→ **ЗАДАНИЕ**:
Что, согласно отрывку о Кожинове, он ответил Бжезинскому на слова «Как и вы, я националист»?

→ **ВЫБРАННЫЙ ОТРЫВОК**:

■ ■ ■ ■ ■

Война и мир. Восток и Запад. Народ большой и народ малый. Отцы и дети. Дети начальства. Деятели подземелья. Что-то всегда очень серьезное пережи­валось нами, если этот именно наш опыт хотя бы отчасти укладывается в такие довольно четкие формулы. Детям Арбата (в широком смысле) Кожинов оказался, конечно, бельмом на глазу. И неважно, пришел ли кто-то из них действительно со Староконюшенного переулка, или же, лжесибирячком “Евгением Александро­вичем” либо провинциалом в шейном платке “Андреем Андреевичем”, к той же примечательной когорте присоединился как волонтер. Но это только так, мелкая сошка. А вот для всемирных деятелей подземелья Кожинов был проблемой более серьезной, чем та серьезность, которая доступна уму, допустим, Евтушенко или Померанца. “У нас много общего. Как и вы, я националист”, — при встрече сказал ему однажды (по слухам) Збигнев Бжезинский (хотел обескуражить и сразу сбить). А Кожинов тут же парировал: неправда, вы, быть может, и националист, а я сугубый интернационалист.

Бжезинский, можно сказать, подавился; вразрез своему замыслу, тут он сам не нашел, как продолжить, и поспешил отойти. А это ведь поконфузнее, чем подавиться бубликом для Буша. Ибо уровень тут был выше: отчитываться за конфуз в любой, совершенно любой схватке и перепалке их “националисту” — глобалисту и русофобу — приходится не перед “общественностью”, не перед “налогоплательщиками”, не перед “мультимедийной аудиторией”, а перед начальством куда верховнее, чем сам президент. Ведь мы говорим не просто о прислуге, а о деятелях интернационального подземелья. Кожинов же был интернационалист и взаправду. Да, он любил цитировать невеселую сцену шабаша на Лысой горе из пушкинского “Гусара”: разнузданные украинские карнавалисты (по Бахтину) ловят ни в чем не повинного представителя малого народа — и улюлюкают, и в мерзостной игре

 

Да-да, с лягушкою венчают.

 

Но это как раз потому, что Кожинову было братски больно. Больно и за малороссийскую действительность в целом, и за столь присущий ей малый народ. Сколько интеллекта, совести и труда отдал Вадим Валерианович научной типологии его присутствия и в общерусской среде (полное породнение; спокойное, религиозно углубленное сосуществование; подкоп и подрыв; оккупация). Какие тесные узы связывали Кожинова, при всей остроте полемики, с Леонидом (если не ошибаюсь) Агурским из Иерусалима... Да всего и не перечислишь; но за всех он был радетель и заступник, за абхазцев и украинцев, за армян и якутов, особенно за истину.

■ ■ ■ ■ ■

→ **ИЗВЛЕЧЁННЫЕ СВЕДЕНИЯ**:
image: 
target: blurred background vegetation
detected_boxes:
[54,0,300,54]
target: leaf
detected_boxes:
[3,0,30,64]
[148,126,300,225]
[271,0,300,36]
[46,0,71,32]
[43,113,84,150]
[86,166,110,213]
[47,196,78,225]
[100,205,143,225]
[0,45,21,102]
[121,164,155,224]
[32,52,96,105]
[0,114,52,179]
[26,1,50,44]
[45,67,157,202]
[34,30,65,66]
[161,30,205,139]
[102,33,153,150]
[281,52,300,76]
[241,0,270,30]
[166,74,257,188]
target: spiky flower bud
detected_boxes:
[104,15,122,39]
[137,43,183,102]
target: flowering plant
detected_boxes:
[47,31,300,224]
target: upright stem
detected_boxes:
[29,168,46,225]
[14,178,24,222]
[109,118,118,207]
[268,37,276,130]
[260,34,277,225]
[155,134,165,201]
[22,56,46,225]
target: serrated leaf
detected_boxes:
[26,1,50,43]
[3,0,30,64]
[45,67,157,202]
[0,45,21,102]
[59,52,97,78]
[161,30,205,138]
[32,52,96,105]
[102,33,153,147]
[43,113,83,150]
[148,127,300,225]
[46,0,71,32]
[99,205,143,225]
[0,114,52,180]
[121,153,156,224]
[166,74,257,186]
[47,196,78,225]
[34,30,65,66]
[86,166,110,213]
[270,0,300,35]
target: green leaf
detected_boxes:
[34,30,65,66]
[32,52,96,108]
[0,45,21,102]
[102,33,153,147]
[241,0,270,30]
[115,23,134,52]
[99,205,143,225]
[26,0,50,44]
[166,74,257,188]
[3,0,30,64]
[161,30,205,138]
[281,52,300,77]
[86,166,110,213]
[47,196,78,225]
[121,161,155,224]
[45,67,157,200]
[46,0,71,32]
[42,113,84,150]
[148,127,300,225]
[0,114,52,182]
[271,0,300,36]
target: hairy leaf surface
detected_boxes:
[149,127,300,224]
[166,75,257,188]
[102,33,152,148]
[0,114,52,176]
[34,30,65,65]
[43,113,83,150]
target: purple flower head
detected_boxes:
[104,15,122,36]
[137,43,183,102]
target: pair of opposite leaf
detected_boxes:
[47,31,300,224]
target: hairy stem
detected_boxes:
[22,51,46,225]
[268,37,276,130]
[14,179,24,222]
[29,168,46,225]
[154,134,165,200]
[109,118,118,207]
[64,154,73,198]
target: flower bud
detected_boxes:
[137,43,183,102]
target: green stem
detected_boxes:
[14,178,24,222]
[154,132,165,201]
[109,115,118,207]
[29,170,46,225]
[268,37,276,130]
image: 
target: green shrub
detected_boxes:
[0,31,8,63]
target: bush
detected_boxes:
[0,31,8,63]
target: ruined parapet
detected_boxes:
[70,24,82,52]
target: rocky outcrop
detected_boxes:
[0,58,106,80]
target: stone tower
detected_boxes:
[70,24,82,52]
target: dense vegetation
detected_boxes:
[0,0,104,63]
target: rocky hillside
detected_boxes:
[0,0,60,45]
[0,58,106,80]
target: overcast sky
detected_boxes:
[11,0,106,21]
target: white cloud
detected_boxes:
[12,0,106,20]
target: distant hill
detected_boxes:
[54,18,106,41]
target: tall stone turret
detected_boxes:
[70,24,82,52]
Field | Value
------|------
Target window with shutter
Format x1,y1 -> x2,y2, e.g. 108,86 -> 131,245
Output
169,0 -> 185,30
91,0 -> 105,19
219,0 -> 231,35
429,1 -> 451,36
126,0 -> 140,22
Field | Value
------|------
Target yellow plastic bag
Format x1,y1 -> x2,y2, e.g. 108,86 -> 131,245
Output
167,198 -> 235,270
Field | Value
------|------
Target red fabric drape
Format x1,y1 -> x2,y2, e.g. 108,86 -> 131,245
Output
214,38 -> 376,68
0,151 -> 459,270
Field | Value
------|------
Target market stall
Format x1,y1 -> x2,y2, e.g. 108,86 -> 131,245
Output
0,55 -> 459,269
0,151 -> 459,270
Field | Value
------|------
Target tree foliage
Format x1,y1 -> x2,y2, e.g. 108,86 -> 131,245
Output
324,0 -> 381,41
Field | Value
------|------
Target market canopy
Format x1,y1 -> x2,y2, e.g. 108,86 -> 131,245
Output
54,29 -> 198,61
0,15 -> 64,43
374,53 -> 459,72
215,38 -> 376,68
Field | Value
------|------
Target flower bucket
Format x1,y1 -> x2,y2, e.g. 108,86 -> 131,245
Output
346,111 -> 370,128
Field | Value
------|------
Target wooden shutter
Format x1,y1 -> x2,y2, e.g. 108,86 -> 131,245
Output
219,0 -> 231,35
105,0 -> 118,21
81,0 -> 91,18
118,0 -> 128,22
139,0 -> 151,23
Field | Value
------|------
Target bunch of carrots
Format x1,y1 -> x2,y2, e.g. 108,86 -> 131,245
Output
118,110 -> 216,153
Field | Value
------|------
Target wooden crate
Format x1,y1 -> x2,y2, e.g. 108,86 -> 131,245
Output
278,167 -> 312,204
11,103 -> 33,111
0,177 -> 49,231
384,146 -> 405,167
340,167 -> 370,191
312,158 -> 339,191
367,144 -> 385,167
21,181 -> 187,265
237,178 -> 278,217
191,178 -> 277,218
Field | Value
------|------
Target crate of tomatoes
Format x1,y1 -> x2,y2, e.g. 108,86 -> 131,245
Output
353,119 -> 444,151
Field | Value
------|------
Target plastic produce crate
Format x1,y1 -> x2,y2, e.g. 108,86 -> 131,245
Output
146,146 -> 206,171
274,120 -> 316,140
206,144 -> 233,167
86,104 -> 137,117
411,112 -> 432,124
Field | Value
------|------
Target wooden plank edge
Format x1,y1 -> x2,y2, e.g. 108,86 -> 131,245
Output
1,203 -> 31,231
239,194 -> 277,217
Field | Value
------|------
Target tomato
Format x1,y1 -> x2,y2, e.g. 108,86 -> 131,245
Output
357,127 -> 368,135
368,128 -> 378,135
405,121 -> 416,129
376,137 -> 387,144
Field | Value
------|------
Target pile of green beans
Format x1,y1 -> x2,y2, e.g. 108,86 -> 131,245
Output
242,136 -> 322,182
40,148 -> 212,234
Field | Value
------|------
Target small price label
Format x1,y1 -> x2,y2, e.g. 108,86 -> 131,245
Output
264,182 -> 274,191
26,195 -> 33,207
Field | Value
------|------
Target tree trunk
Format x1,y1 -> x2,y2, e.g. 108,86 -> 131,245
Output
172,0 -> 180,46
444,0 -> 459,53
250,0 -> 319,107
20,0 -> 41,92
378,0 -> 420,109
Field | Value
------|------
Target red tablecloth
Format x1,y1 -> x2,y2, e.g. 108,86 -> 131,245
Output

■ ■ ■ ■ ■

→ **ПРАВИЛЬНЫЙ ОТВЕТ**:
Он возразил, что Бжезинский, быть может, и националист, а сам он сугубый интернационалист.